A verbatim copy of all entries is the expected output.

[Segmentation mask data]
________________________
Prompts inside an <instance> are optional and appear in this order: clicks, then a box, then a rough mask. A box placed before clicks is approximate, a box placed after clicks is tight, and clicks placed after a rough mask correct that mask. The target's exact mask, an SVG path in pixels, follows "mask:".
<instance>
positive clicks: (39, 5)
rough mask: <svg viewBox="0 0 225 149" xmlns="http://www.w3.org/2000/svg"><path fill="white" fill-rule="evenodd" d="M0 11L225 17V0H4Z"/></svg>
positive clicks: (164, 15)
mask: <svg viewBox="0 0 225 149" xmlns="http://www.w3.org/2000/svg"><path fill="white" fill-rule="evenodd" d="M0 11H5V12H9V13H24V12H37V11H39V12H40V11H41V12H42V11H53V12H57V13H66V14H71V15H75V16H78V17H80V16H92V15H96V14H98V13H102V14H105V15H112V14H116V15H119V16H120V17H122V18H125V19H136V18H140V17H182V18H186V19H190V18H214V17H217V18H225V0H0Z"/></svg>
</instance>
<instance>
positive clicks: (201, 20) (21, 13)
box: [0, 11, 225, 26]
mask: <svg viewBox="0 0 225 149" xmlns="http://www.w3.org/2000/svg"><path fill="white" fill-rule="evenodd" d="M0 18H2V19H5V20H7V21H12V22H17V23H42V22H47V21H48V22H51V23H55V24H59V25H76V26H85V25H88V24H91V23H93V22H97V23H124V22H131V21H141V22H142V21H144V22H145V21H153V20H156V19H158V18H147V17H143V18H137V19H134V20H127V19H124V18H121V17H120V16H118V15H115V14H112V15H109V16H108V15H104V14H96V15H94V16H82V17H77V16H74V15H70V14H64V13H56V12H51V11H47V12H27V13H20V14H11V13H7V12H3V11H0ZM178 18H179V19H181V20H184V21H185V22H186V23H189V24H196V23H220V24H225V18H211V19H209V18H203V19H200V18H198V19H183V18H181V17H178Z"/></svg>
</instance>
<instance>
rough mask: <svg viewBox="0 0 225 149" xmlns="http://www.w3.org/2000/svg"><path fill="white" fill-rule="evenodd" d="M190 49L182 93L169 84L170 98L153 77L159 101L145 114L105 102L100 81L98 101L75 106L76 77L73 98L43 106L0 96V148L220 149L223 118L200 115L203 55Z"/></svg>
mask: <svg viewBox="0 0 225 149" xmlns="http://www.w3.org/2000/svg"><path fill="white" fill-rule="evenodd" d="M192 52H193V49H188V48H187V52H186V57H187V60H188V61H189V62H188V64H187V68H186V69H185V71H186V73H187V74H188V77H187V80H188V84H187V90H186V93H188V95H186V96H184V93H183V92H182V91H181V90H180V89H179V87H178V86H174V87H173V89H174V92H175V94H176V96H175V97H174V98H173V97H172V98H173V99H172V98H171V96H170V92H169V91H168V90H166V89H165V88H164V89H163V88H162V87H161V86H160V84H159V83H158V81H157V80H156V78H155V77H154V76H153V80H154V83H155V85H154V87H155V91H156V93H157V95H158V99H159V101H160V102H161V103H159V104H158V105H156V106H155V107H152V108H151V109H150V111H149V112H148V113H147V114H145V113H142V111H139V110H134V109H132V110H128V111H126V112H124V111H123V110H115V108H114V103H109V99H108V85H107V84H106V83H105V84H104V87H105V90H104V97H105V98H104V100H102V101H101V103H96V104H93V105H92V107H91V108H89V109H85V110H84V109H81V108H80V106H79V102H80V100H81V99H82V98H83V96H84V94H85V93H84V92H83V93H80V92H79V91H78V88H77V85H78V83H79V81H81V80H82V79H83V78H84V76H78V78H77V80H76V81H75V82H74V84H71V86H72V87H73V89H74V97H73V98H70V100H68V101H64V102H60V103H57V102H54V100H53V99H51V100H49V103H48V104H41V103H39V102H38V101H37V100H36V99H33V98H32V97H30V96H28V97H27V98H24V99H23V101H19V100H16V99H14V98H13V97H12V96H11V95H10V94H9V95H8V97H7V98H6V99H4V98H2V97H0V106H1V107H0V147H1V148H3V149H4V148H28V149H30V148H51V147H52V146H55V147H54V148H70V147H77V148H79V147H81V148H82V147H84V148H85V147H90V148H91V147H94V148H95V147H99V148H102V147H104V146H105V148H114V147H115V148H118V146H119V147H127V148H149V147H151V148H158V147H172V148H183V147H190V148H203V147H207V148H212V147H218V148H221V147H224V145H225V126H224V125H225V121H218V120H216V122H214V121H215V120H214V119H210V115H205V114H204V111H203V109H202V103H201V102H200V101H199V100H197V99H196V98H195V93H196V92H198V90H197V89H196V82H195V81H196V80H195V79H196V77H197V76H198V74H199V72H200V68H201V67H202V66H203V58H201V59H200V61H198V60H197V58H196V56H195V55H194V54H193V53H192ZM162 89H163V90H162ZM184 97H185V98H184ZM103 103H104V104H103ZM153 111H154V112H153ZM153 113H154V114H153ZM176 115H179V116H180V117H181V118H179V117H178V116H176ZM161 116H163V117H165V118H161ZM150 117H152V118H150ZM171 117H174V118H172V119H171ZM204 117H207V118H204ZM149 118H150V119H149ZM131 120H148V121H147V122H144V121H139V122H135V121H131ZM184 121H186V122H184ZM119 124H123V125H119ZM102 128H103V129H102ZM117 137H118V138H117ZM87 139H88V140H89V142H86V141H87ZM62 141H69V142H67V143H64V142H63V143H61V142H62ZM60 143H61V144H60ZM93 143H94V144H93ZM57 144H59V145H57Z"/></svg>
________________________
#### ANSWER FOR THE TASK:
Prompts inside an <instance> are optional and appear in this order: clicks, then a box, then a rough mask. A box placed before clicks is approximate, a box placed after clicks is tight, and clicks placed after a rough mask correct that mask. The target's exact mask, an SVG path in pixels, follows "mask:".
<instance>
positive clicks: (39, 5)
rough mask: <svg viewBox="0 0 225 149" xmlns="http://www.w3.org/2000/svg"><path fill="white" fill-rule="evenodd" d="M0 11L225 17V0H4Z"/></svg>
positive clicks: (164, 15)
mask: <svg viewBox="0 0 225 149" xmlns="http://www.w3.org/2000/svg"><path fill="white" fill-rule="evenodd" d="M0 11H5V12H9V13H24V12H37V11H39V12H40V11H41V12H42V11H53V12H57V13H66V14H71V15H75V16H78V17H80V16H92V15H96V14H98V13H102V14H105V15H112V14H116V15H119V16H120V17H122V18H125V19H136V18H140V17H182V18H186V19H190V18H214V17H217V18H225V0H0Z"/></svg>
</instance>
<instance>
positive clicks: (201, 20) (21, 13)
box: [0, 11, 225, 26]
mask: <svg viewBox="0 0 225 149" xmlns="http://www.w3.org/2000/svg"><path fill="white" fill-rule="evenodd" d="M0 18H2V19H5V20H7V21H12V22H17V23H42V22H47V21H48V22H51V23H55V24H59V25H76V26H85V25H88V24H91V23H93V22H97V23H124V22H131V21H141V22H142V21H144V22H145V21H153V20H156V19H158V18H147V17H143V18H137V19H134V20H127V19H124V18H121V17H120V16H118V15H115V14H112V15H109V16H108V15H104V14H96V15H94V16H82V17H77V16H74V15H70V14H64V13H56V12H51V11H47V12H27V13H20V14H11V13H7V12H3V11H0ZM178 18H179V19H181V20H184V21H185V22H186V23H189V24H196V23H220V24H225V18H211V19H209V18H203V19H200V18H198V19H183V18H181V17H178Z"/></svg>
</instance>
<instance>
rough mask: <svg viewBox="0 0 225 149" xmlns="http://www.w3.org/2000/svg"><path fill="white" fill-rule="evenodd" d="M190 49L182 93L169 84L170 98L153 77L159 101L145 114L105 102L100 81L98 101L75 106L76 77L73 98L43 106L0 96V148L220 149L223 118L200 115L203 55Z"/></svg>
mask: <svg viewBox="0 0 225 149" xmlns="http://www.w3.org/2000/svg"><path fill="white" fill-rule="evenodd" d="M192 52H193V49H188V48H187V52H186V57H187V60H188V61H189V62H188V64H187V68H186V69H185V71H186V73H187V74H188V77H187V80H188V84H187V90H186V93H188V95H186V96H184V93H183V92H182V91H181V90H180V89H179V87H178V86H174V87H173V89H174V92H175V94H176V96H175V97H174V98H173V97H172V98H173V99H172V98H171V96H170V92H169V91H168V90H166V89H165V88H164V89H163V88H162V87H161V86H160V84H159V83H158V81H157V80H156V78H155V77H154V76H153V80H154V83H155V85H154V87H155V91H156V93H157V95H158V99H159V101H160V102H161V103H159V104H158V105H156V106H155V107H152V108H151V109H150V111H149V112H148V113H147V114H145V113H142V111H139V110H134V109H132V110H128V111H126V112H124V111H123V110H115V108H114V103H109V99H108V85H107V84H106V83H105V84H104V87H105V90H104V97H105V98H104V100H102V101H101V103H96V104H93V105H92V107H91V108H89V109H85V110H84V109H81V108H80V106H79V102H80V100H81V99H82V98H83V96H84V94H85V93H84V92H83V93H80V92H79V91H78V88H77V85H78V83H79V81H81V80H82V79H83V78H84V76H78V78H77V80H76V81H75V82H74V84H71V86H72V87H73V89H74V97H73V98H70V100H68V101H64V102H60V103H57V102H54V100H53V99H51V100H49V103H48V104H41V103H39V102H38V101H37V100H36V99H33V98H32V97H30V96H28V97H27V98H24V99H23V101H19V100H16V99H14V98H13V97H12V96H11V95H10V94H9V95H8V97H7V98H6V99H4V98H2V97H0V106H1V107H0V147H1V148H3V149H4V148H28V149H30V148H51V147H52V146H55V147H54V148H70V147H77V148H79V147H81V148H82V147H84V148H85V147H90V148H91V147H94V148H95V147H99V148H102V147H104V146H105V148H114V147H115V148H118V146H119V147H127V148H149V147H151V148H158V147H172V148H183V147H190V148H203V147H207V148H212V147H218V148H221V147H224V145H225V126H224V125H225V121H218V120H216V122H214V121H215V120H214V119H210V115H205V114H204V111H203V109H202V103H201V102H200V101H199V100H197V99H196V98H195V93H196V92H198V90H197V89H196V82H195V81H196V80H195V79H196V77H197V76H198V74H199V72H200V68H201V67H202V66H203V58H201V59H200V61H198V60H197V58H196V56H195V55H194V54H193V53H192ZM162 89H163V90H162ZM184 97H185V98H184ZM103 103H104V104H103ZM153 111H154V112H153ZM153 113H154V114H153ZM176 115H179V116H180V117H181V118H179V117H178V116H176ZM161 116H163V117H165V118H161ZM150 117H152V118H150ZM171 117H174V118H172V119H171ZM204 117H207V118H204ZM149 118H150V119H149ZM131 120H148V121H147V122H144V121H139V122H135V121H131ZM184 121H186V122H184ZM119 124H123V125H119ZM102 128H103V129H102ZM117 137H118V138H117ZM87 139H88V140H89V142H86V141H87ZM62 141H69V142H67V143H64V142H63V143H61V142H62ZM60 143H61V144H60ZM93 143H94V144H93ZM57 144H59V145H57Z"/></svg>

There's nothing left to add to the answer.